→ WHAT THIS TASK INVOLVES: In the records below, locate the line containing "the black baseball", then output that line and all later lines exactly, through the last one.

→ INPUT MATERIAL:
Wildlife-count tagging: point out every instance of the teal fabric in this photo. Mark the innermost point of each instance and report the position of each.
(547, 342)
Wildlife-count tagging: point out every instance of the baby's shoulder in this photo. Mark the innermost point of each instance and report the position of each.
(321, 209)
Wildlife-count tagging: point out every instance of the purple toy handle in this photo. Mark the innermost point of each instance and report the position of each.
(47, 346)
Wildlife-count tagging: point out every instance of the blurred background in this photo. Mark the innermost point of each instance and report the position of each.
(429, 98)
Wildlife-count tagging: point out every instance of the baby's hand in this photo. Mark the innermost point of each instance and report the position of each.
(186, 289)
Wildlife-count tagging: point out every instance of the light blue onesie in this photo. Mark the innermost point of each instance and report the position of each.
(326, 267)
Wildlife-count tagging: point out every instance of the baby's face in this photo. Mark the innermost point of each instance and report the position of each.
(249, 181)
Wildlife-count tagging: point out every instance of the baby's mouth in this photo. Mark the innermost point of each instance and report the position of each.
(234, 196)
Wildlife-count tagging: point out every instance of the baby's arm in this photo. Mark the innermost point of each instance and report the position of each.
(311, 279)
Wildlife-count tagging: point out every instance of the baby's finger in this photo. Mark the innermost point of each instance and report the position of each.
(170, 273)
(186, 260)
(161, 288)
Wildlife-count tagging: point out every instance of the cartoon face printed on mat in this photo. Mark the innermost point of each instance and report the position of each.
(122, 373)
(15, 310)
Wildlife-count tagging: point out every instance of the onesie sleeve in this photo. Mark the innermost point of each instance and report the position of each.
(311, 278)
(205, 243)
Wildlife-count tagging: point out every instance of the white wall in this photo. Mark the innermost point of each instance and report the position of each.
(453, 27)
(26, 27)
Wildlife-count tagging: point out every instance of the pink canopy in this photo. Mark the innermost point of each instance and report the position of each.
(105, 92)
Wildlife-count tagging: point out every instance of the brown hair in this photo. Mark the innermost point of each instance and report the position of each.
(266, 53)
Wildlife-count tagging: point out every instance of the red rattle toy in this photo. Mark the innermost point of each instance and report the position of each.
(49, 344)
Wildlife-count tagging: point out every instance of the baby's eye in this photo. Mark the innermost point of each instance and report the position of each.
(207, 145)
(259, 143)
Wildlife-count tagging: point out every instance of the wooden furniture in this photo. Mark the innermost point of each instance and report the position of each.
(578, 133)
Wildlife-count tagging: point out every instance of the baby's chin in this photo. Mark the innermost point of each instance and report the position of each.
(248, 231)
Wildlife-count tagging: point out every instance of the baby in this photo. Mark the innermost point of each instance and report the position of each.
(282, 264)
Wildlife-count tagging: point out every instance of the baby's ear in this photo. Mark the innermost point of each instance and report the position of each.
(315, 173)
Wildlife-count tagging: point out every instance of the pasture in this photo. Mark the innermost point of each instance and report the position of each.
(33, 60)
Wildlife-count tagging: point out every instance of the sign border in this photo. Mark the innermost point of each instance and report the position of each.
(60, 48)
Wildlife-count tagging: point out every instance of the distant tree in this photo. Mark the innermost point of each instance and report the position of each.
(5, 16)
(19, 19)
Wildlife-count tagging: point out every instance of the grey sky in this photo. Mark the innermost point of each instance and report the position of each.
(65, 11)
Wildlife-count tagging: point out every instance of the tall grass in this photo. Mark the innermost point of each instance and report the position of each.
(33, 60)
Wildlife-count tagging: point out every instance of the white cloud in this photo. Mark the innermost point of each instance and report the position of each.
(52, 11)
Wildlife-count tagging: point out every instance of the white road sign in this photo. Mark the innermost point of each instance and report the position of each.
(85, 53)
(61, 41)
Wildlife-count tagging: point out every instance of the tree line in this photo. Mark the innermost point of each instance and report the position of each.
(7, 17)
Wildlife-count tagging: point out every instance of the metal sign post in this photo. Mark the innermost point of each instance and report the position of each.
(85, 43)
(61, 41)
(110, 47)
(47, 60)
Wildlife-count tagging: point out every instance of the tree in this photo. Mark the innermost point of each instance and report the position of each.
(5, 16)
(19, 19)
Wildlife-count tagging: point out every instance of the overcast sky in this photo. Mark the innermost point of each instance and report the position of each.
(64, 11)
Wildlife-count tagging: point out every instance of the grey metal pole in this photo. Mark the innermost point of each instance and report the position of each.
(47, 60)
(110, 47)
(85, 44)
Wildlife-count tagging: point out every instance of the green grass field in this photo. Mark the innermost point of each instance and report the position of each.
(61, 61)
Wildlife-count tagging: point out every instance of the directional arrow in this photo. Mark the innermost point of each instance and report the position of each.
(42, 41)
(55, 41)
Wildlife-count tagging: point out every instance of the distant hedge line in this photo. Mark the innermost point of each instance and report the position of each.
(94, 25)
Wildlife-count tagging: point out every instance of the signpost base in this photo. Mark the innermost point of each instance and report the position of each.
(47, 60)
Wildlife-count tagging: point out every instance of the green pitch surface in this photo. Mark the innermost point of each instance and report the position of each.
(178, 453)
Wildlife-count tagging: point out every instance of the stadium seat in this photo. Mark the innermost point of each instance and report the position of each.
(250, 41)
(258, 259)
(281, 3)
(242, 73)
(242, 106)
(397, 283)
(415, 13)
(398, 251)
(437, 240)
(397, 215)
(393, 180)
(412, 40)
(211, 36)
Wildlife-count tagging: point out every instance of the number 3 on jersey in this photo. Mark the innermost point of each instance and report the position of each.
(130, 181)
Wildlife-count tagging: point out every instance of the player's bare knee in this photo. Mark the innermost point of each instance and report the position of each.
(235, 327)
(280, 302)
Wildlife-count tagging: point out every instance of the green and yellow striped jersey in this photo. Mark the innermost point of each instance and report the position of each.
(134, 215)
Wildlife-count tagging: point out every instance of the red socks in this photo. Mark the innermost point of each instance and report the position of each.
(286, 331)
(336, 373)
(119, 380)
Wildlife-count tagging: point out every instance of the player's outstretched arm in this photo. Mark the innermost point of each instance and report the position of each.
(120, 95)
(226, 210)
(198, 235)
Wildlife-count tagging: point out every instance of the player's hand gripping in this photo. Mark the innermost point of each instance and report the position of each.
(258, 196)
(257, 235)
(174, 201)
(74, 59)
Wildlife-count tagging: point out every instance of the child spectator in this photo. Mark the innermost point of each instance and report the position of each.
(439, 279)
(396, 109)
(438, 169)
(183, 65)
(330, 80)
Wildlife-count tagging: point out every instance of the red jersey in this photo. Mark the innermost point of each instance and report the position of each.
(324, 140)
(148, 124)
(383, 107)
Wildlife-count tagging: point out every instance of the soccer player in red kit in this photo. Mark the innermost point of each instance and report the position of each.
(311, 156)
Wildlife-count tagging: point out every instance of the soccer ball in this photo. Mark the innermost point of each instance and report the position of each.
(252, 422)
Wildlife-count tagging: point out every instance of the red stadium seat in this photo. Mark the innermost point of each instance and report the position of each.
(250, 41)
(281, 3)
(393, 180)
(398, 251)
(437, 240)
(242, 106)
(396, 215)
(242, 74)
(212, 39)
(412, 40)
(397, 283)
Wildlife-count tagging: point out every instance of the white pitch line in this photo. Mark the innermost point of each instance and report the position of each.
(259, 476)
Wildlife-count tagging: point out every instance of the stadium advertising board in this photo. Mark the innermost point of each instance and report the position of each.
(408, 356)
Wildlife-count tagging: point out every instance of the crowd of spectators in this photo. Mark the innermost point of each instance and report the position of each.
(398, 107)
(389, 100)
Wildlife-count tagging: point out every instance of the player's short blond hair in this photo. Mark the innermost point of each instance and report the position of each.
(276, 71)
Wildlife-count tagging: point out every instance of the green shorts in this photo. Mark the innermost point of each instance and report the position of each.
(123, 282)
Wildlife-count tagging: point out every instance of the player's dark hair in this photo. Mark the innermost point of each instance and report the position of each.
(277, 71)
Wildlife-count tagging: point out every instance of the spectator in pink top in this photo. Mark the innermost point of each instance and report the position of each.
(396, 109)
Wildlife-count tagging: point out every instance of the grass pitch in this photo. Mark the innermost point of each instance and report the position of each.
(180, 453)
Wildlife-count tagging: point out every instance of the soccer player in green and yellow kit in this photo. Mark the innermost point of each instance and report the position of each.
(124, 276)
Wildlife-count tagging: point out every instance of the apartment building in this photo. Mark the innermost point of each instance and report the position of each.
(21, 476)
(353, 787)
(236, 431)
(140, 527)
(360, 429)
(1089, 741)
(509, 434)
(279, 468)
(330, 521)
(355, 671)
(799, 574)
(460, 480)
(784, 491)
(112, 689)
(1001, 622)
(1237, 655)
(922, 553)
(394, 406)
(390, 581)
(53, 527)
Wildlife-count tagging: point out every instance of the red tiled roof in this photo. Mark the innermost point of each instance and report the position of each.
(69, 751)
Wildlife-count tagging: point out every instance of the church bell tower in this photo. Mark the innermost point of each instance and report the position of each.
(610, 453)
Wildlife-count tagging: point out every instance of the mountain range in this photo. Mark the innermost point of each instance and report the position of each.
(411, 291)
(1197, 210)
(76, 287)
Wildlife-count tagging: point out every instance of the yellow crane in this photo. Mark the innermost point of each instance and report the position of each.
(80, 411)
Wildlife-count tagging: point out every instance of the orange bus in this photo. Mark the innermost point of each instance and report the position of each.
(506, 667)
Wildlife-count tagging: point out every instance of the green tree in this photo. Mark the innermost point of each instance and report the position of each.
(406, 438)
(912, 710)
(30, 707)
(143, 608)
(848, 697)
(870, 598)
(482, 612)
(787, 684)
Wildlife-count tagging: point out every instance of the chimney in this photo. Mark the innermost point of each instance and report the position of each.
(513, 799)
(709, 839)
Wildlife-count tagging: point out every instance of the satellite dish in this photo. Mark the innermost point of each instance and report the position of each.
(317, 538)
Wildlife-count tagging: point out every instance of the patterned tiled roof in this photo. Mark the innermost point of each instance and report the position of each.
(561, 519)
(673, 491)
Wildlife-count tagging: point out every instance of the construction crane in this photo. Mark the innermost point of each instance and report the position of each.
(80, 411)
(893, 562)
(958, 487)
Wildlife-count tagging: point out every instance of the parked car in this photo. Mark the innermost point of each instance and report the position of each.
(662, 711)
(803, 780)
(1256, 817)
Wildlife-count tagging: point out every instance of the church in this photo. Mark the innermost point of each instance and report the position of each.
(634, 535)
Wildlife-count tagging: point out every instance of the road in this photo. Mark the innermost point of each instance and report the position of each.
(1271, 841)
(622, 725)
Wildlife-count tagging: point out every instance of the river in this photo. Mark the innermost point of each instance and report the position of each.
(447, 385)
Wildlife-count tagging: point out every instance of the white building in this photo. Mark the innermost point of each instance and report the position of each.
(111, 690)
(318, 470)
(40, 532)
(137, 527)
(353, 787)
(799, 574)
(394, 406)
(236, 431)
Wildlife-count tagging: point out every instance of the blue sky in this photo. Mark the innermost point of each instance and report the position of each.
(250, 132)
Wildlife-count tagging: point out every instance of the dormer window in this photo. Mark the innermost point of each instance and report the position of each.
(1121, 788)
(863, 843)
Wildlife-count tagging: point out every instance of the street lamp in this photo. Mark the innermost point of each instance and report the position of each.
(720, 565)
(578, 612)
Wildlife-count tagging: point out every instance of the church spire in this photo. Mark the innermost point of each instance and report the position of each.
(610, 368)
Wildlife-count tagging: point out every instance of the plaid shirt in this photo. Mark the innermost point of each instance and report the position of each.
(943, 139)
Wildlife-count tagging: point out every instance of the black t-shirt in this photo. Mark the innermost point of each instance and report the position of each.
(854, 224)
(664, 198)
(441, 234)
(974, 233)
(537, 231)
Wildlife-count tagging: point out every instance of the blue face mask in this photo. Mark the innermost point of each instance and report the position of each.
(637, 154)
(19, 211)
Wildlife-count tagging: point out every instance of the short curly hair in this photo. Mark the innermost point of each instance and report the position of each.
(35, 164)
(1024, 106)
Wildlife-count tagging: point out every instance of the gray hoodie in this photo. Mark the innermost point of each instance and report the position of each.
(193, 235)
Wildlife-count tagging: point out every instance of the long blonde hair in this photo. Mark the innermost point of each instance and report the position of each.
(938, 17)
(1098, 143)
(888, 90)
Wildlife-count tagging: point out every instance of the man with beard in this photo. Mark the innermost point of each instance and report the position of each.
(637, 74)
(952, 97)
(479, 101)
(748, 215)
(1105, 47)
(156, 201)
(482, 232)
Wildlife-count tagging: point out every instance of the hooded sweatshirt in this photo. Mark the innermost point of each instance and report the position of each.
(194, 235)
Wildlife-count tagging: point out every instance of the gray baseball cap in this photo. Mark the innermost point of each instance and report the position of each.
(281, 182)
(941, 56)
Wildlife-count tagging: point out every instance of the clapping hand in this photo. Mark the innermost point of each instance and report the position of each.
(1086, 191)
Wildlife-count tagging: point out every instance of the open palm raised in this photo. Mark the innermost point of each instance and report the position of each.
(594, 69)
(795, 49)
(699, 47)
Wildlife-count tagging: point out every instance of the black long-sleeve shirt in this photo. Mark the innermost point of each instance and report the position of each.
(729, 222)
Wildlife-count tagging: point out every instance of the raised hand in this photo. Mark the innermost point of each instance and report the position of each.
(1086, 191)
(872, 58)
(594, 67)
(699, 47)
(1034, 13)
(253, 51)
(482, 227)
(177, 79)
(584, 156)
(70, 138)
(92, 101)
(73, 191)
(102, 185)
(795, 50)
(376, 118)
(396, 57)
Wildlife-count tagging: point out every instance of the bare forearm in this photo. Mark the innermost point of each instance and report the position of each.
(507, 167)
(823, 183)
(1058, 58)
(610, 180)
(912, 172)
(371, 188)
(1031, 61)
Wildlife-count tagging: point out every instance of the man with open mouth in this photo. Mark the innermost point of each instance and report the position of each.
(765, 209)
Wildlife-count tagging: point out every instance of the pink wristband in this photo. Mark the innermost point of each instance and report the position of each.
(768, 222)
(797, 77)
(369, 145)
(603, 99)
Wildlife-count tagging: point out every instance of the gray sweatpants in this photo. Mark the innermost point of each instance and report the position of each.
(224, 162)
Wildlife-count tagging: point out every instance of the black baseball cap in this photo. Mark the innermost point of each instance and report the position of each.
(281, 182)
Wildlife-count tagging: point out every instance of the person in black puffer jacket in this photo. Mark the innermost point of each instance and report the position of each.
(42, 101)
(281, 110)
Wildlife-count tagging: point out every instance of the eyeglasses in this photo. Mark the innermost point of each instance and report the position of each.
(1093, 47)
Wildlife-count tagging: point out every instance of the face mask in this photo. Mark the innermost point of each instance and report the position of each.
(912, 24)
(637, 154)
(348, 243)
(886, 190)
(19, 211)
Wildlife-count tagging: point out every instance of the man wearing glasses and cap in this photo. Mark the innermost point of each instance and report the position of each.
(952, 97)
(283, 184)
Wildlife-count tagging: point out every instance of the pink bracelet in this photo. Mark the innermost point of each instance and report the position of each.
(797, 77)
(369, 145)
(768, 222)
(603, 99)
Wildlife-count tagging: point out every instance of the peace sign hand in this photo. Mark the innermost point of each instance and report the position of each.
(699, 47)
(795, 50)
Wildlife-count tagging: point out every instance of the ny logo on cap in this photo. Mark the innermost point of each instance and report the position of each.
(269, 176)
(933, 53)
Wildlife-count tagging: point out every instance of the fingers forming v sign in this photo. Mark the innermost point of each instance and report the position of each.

→ ANSWER TO THE PROBLEM:
Wildlife-count tagging: point out every instance of the black baseball cap in this photo. Mark the innermost point of each instance and report the position of each.
(281, 182)
Wildlife-count tagging: point out every instance of the person in black puffer jacket in this photo. Mark the innermost point of each instance and report the position of each.
(42, 101)
(281, 110)
Wildlife-count tagging: point out every instance of the eyeglasses in this photo. Mark the innermost point of each instance and report the position of each.
(1093, 47)
Wildlife-count tagging: point out every instance of the face mask in this photo. Mark the innermost point of each instance and report the position of each.
(912, 24)
(637, 154)
(348, 243)
(886, 190)
(19, 211)
Wildlife-count tagging: point out every instance of the man wearing glasses and cap in this photo. Mark the innermost point of each instance and report the position of each.
(952, 97)
(283, 184)
Wildlife-count tagging: point out every instance of the pink bracelet in this photo. Mark the innermost point of each instance and report the position of each.
(797, 77)
(369, 145)
(768, 222)
(603, 99)
Wildlife-count tagging: point out every instance of the peace sign hand in this photo. Mark the innermost point of each instance and report the position of each.
(699, 47)
(795, 50)
Wildlife-count tagging: point out every instance of the ny logo on cap in this photo. Mark the innermost point of each instance and report the position of each.
(269, 176)
(933, 53)
Wildlife-count tagging: point out every instance of the fingers forming v sign in this photo. Mark the innermost point of each instance and report the position of each.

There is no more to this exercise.